*Region annotation entries*.
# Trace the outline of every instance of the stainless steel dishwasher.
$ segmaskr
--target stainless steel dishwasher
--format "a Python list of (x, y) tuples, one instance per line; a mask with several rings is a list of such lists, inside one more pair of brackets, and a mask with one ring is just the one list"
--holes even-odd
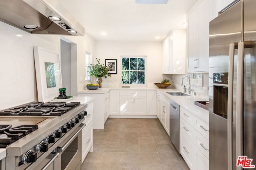
[(176, 149), (180, 149), (180, 105), (170, 101), (170, 138)]

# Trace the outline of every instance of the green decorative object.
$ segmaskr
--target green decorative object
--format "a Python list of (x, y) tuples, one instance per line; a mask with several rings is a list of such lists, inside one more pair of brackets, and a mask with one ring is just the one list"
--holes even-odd
[(59, 89), (60, 95), (57, 97), (57, 99), (65, 99), (68, 98), (68, 96), (66, 94), (65, 88), (60, 88)]
[(96, 58), (96, 64), (90, 64), (88, 66), (89, 73), (90, 76), (94, 76), (97, 78), (97, 82), (99, 84), (100, 88), (101, 88), (102, 77), (106, 78), (107, 76), (111, 77), (111, 74), (108, 72), (111, 70), (111, 68), (100, 64), (100, 60)]

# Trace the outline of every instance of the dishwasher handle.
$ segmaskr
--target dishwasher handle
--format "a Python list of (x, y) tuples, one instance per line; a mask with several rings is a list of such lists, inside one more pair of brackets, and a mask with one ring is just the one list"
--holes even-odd
[(174, 106), (174, 105), (173, 105), (172, 104), (170, 104), (171, 105), (171, 107), (173, 107), (173, 108), (174, 108), (175, 110), (177, 110), (178, 111), (178, 108), (176, 107), (175, 106)]

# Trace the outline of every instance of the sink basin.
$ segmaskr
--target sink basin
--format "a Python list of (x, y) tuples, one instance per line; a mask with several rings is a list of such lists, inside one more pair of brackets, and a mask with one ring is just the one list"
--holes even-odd
[(166, 93), (172, 96), (190, 96), (181, 92), (166, 92)]

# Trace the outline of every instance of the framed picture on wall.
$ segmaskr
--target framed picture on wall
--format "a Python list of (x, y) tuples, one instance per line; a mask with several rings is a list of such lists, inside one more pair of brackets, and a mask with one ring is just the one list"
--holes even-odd
[(110, 74), (117, 74), (117, 60), (106, 59), (105, 60), (105, 65), (111, 68), (109, 71)]

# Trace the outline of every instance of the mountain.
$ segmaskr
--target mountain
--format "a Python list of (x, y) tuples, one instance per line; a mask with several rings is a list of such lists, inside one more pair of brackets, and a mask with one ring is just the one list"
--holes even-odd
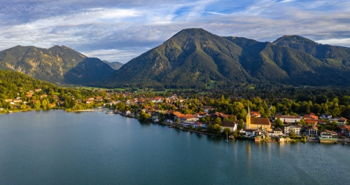
[(111, 68), (113, 68), (113, 69), (115, 69), (115, 70), (118, 70), (119, 69), (119, 68), (120, 68), (124, 64), (122, 63), (120, 63), (119, 62), (108, 62), (107, 60), (103, 60), (103, 62), (104, 62), (104, 63), (108, 64)]
[(66, 84), (102, 81), (115, 71), (101, 60), (88, 57), (64, 46), (49, 49), (18, 46), (0, 51), (0, 69)]
[[(23, 90), (34, 90), (36, 88), (48, 90), (55, 87), (53, 83), (35, 79), (20, 72), (0, 69), (0, 104), (1, 100), (6, 98), (25, 97), (25, 91)], [(20, 91), (22, 92), (21, 95), (17, 93)]]
[(134, 58), (102, 82), (108, 87), (206, 88), (211, 81), (255, 81), (239, 63), (242, 48), (202, 29), (184, 29)]
[[(239, 60), (241, 64), (252, 77), (261, 82), (294, 85), (350, 84), (350, 67), (341, 62), (326, 62), (301, 50), (270, 42), (225, 38), (244, 48)], [(307, 39), (305, 43), (310, 41)], [(306, 48), (311, 44), (304, 45)]]
[[(326, 48), (328, 53), (323, 53)], [(261, 83), (349, 85), (349, 50), (297, 36), (259, 42), (186, 29), (99, 84), (166, 88), (205, 88), (213, 82), (216, 88)]]
[(324, 62), (342, 63), (350, 67), (349, 48), (323, 45), (298, 35), (285, 35), (274, 43), (306, 53)]

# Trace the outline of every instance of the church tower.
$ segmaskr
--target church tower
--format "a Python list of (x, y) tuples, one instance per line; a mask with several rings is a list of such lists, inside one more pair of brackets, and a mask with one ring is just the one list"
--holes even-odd
[(251, 129), (251, 110), (249, 109), (249, 102), (248, 102), (248, 113), (246, 118), (246, 129)]

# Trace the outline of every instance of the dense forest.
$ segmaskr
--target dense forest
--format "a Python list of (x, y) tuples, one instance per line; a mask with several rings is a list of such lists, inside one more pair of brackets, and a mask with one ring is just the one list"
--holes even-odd
[(186, 29), (132, 59), (99, 85), (177, 89), (246, 84), (349, 86), (349, 48), (298, 36), (259, 42)]
[(0, 69), (25, 74), (55, 84), (85, 84), (102, 81), (115, 70), (98, 58), (71, 48), (18, 46), (0, 51)]

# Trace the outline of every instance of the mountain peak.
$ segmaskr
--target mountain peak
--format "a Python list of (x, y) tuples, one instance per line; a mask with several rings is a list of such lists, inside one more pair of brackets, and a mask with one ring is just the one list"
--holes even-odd
[[(307, 39), (305, 37), (302, 37), (301, 36), (298, 35), (284, 35), (284, 36), (281, 36), (279, 39), (277, 39), (276, 41), (274, 41), (273, 43), (279, 44), (282, 43), (312, 43), (312, 44), (318, 44), (316, 42), (312, 41), (309, 39)], [(279, 44), (282, 45), (282, 44)]]
[(177, 34), (174, 35), (172, 38), (174, 38), (174, 37), (176, 37), (178, 36), (195, 36), (206, 35), (206, 34), (212, 34), (204, 30), (202, 28), (187, 28), (187, 29), (183, 29), (183, 30), (178, 32)]

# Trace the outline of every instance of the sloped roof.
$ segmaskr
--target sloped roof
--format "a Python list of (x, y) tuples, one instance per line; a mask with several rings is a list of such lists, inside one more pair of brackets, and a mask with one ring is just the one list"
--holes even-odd
[(251, 118), (251, 124), (252, 125), (271, 125), (270, 120), (266, 118)]
[(236, 125), (236, 123), (233, 121), (223, 121), (221, 122), (221, 126), (223, 127), (230, 127), (230, 128), (234, 128), (234, 125)]

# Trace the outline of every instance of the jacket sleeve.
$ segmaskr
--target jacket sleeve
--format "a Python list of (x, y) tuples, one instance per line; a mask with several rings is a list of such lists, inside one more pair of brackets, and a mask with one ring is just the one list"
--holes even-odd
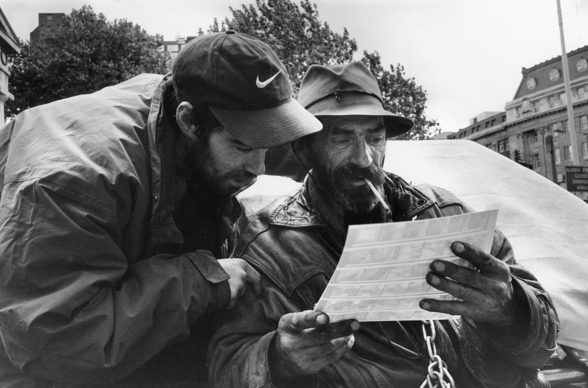
[(116, 381), (228, 303), (228, 275), (209, 252), (129, 264), (128, 209), (94, 198), (44, 179), (4, 185), (0, 333), (26, 375)]
[(501, 386), (499, 379), (506, 379), (509, 372), (519, 375), (521, 367), (543, 366), (557, 347), (559, 320), (549, 295), (516, 264), (510, 243), (497, 230), (490, 253), (509, 264), (515, 298), (525, 308), (520, 320), (505, 328), (465, 318), (452, 323), (461, 334), (463, 361), (472, 376), (487, 386)]
[[(263, 292), (248, 288), (230, 310), (218, 316), (222, 322), (208, 347), (209, 382), (213, 387), (273, 388), (268, 356), (284, 314), (300, 309), (273, 284), (262, 277)], [(316, 376), (301, 376), (293, 386), (315, 385)], [(279, 384), (277, 386), (283, 386)]]

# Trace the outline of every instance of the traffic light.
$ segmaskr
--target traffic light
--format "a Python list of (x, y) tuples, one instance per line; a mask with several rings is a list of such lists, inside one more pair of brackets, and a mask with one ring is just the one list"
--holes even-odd
[(514, 161), (521, 161), (522, 160), (522, 158), (520, 157), (520, 151), (514, 150)]

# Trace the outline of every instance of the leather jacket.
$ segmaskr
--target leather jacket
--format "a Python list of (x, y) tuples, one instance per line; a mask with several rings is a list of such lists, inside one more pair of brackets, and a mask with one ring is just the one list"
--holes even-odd
[[(402, 222), (473, 211), (451, 193), (417, 187), (393, 174), (386, 201), (367, 222)], [(314, 375), (272, 379), (268, 355), (280, 318), (313, 308), (337, 265), (344, 241), (314, 209), (308, 180), (296, 194), (273, 202), (255, 216), (244, 203), (233, 254), (262, 275), (261, 298), (248, 292), (221, 318), (211, 342), (209, 381), (216, 387), (418, 387), (429, 365), (421, 322), (363, 322), (352, 350)], [(550, 296), (514, 260), (497, 230), (491, 254), (507, 262), (517, 298), (529, 308), (528, 330), (513, 332), (459, 318), (435, 321), (438, 353), (458, 387), (513, 387), (527, 369), (542, 366), (553, 353), (559, 322)]]

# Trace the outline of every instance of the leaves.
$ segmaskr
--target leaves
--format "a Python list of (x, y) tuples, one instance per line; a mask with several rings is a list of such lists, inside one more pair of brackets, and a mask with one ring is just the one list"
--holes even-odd
[(42, 30), (37, 44), (25, 43), (13, 58), (15, 100), (6, 103), (6, 116), (142, 73), (165, 73), (169, 58), (159, 50), (162, 42), (125, 19), (109, 22), (89, 6), (74, 9), (61, 26)]
[[(232, 19), (219, 23), (215, 18), (208, 32), (233, 29), (269, 45), (286, 65), (295, 98), (309, 66), (350, 62), (358, 50), (347, 29), (342, 35), (332, 31), (327, 23), (319, 21), (316, 6), (309, 0), (302, 0), (300, 7), (290, 0), (256, 0), (255, 5), (229, 9)], [(402, 66), (391, 65), (390, 70), (385, 70), (377, 52), (364, 52), (362, 61), (377, 80), (386, 109), (415, 122), (412, 131), (397, 139), (429, 139), (440, 131), (437, 122), (425, 116), (426, 93), (414, 78), (405, 77)]]

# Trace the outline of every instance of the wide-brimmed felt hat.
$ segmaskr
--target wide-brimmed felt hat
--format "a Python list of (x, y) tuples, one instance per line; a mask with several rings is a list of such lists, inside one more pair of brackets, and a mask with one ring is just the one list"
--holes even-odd
[(313, 65), (302, 79), (298, 102), (316, 116), (381, 116), (387, 138), (406, 133), (415, 123), (384, 109), (377, 81), (361, 62)]
[(320, 130), (322, 124), (292, 98), (286, 68), (269, 46), (228, 30), (199, 36), (172, 65), (180, 99), (205, 103), (240, 141), (268, 148)]

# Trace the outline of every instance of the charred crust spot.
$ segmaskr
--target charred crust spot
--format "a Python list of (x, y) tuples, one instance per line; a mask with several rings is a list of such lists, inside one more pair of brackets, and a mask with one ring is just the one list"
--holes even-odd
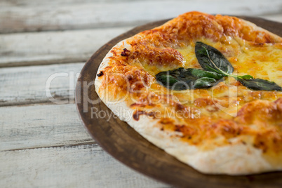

*Given instruction*. Pull out every line of the items above that contains the word "green", copying each one in full.

*Response to this exercise*.
# Trace the outline of every instance of the green decorative object.
--target green decorative object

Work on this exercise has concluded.